§ **PROBLEM REQUIREMENTS**: Copy all of the rows below word for word, leaving out the pictures.

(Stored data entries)
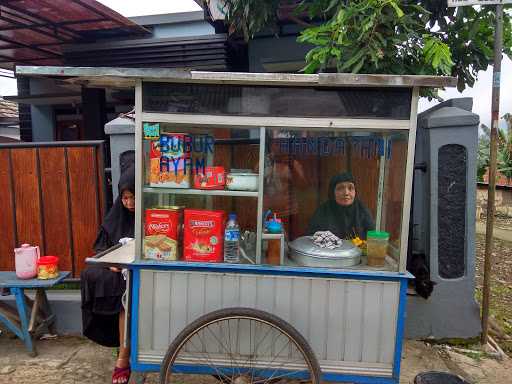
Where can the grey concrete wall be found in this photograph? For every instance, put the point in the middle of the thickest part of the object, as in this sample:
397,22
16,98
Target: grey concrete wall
66,307
43,123
451,311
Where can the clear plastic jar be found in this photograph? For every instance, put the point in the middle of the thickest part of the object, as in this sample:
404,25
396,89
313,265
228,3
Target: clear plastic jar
377,247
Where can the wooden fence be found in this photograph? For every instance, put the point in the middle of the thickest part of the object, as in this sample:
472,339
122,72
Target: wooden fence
51,195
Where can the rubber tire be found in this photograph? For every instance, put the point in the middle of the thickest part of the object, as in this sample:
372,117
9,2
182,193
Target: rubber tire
257,314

§ **ANSWER BELOW**:
Where can the grey concrete wall be found in this photograph? For every instance, put the point in the middle of the thickest part of the object, as in this sample:
397,22
16,98
Target: grey concrete wall
66,307
43,123
451,311
Where can the clear plastic jar be found in this photograph? For every instance, put the point in the middle of the thickest part of the object, as in this sample:
404,25
396,89
313,265
228,3
Target: clear plastic jar
377,247
Where can the wooden fence be found in this photograph? For every instance, put the point in the middle of the thickest part of the object, as in this sample:
472,339
122,72
Target: wooden fence
51,195
Where can the rubber tire be found in this photograph? For every instance, put the point in the middle of the thickest part of the object, as in this sample:
372,117
9,2
182,193
Target: rubber tire
257,314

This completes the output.